# Text block:
Gordon Stout grew up with freedom. His parents — both orchestral musicians — were often teaching in other rooms. No one told him to stop fooling around at the piano. No one said: practice your lesson material.
So he improvised. He made things up. And his mother sat down and wrote down for him what he wasn't able to do at this time. He was just too young to notate. Not too young to create music worth written down. She just wrote what he played — and by doing that, she told him something without words: What you're making is worth keeping.
He learned to trust his impulses. Surely such an important skill for all of us. At the same time — sometimes we do not see the whole picture if we stay the lonely musician just doing the things in solitude of our art.
The Birth of the Mexican Dances
This becomes so clear with the very interesting story of the birth of the Mexican Dances.
Years later, at Eastman, Gordon brought a piece to his composition teacher Warren Benson. To Gordon, it was an etude. A technical exercise. Nothing more.
Benson heard something else.
"It was just an etude for marimba for me, the first Mexican dance. And he said, no, no, just... It's got a Mexican flavor to it. So write another one and call them Two Mexican Dances."
Gordon was confused. He had never been to Mexico. He didn't know what Mexican music sounded like.
"I had no idea what Mexican music was like. I had never been to Mexico. But I knew nothing. And so I thank Warren Benson for hearing something in that music that reminded him of his time in Mexico."
Warren Benson — composer, percussionist, educator, and someone who had spent time in Mexico — heard something in that etude.
Without his time in Mexico, there would be no Mexican Dances. Not because Gordon couldn't write them — he already had. But because no one would have named them.
Creativity doesn't happen alone. We need parents to exist. People who build instruments to play marimba. Sometimes we need travelers to tell us: this is Mexican.
Benson gave Gordon that impulse. And it became one of the most performed marimba works of the 20th century.
Our Musical Horizon — Or Why Being Only a Percussionist Doesn't Help
In this episode of our podcast, Gordon keeps returning to one idea: we need others to really understand what we're doing. As a musician it is crucial to learn from the others and leave the practice room and meet other musicians. He talks openly about how his perspective was once narrow — technical, percussion-focused, shaped by the practice room.
What opened it up? Other musicians. People who didn't know "the right way" to play marimba. People who just listened.
What the Trumpet Player Taught Him
1976. Gordon had written a piece for trumpet and marimba called Duo Dance Song. In rehearsals, he kept getting frustrated with the trumpet player.
"Rehearsing it with my trumpet player, I kept saying, why do we keep having to stop for you to breathe? I didn't understand that that was so critical to the natural flow and expression of music."

# Entries shown:
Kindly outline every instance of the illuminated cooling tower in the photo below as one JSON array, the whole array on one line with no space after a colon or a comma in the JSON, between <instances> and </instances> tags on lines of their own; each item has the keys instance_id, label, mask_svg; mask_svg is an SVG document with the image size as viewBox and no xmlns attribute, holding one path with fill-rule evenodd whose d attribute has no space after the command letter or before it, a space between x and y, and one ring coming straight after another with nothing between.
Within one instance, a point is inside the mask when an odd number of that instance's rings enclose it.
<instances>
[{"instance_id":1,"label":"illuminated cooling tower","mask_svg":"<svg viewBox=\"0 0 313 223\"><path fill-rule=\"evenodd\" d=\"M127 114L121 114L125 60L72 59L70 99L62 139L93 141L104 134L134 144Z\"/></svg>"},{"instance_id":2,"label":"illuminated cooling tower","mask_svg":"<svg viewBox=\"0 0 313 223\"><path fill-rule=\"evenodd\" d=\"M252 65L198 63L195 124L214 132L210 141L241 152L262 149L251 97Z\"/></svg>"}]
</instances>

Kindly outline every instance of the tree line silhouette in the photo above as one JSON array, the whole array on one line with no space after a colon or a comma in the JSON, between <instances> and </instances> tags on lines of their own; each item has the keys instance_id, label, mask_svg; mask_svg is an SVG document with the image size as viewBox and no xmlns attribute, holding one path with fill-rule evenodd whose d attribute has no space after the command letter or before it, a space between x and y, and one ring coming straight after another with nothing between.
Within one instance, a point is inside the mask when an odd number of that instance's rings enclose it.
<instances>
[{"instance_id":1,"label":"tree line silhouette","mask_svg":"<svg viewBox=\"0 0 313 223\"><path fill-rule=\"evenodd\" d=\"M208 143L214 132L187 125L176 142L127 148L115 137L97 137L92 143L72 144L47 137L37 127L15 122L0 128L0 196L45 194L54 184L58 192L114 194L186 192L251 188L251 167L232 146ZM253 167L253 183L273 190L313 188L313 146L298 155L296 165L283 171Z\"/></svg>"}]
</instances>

...

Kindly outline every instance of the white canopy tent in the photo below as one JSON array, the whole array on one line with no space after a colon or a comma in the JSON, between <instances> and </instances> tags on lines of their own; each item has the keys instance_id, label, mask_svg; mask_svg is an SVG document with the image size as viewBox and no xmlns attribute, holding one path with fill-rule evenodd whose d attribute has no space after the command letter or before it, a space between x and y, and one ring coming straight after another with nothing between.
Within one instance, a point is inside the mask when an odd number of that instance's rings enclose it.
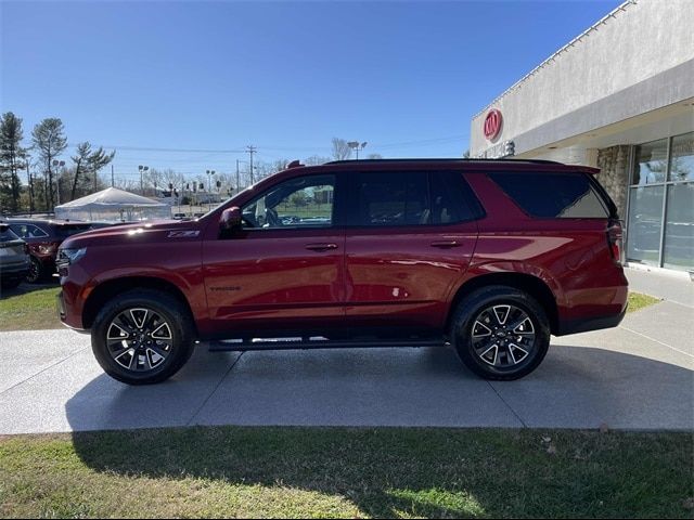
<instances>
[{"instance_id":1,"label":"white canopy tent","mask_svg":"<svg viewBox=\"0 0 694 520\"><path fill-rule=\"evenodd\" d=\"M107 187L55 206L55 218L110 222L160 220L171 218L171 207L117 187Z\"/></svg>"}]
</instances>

# Tasks to perform:
• a. List the section headings that appear in the text about Gordon Stout.
• b. Copy the stretch of records from the line containing "Kindly outline every instance of the tree" through the line containing "143L214 132L187 125L176", swapping "Kindly" for "Please" and keeping everything else the same.

# Answers to the exercises:
• a.
The Birth of the Mexican Dances
Our Musical Horizon — Or Why Being Only a Percussionist Doesn't Help
What the Trumpet Player Taught Him

• b.
Please outline every instance of the tree line silhouette in the photo above as one JSON array, the whole array on one line with no space after a colon or a comma in the JSON, between <instances> and </instances> tags on lines of their own; each item has the keys instance_id, label, mask_svg; mask_svg is an SVG document with the image size as viewBox and no xmlns attribute, holding one path with fill-rule evenodd whose d attribute has no space after the command letter or before it, a space between x and y, and one ring coming straight after another with nothing between.
Within one instance, a point is inside the mask when an odd number of that instance's rings enclose it.
<instances>
[{"instance_id":1,"label":"tree line silhouette","mask_svg":"<svg viewBox=\"0 0 313 223\"><path fill-rule=\"evenodd\" d=\"M208 143L214 132L187 125L176 142L127 148L115 137L97 137L92 143L72 144L47 137L37 127L15 122L0 128L0 196L45 194L54 184L58 192L114 194L186 192L251 188L251 167L232 146ZM253 167L253 183L273 190L313 188L313 146L298 155L296 165L283 171Z\"/></svg>"}]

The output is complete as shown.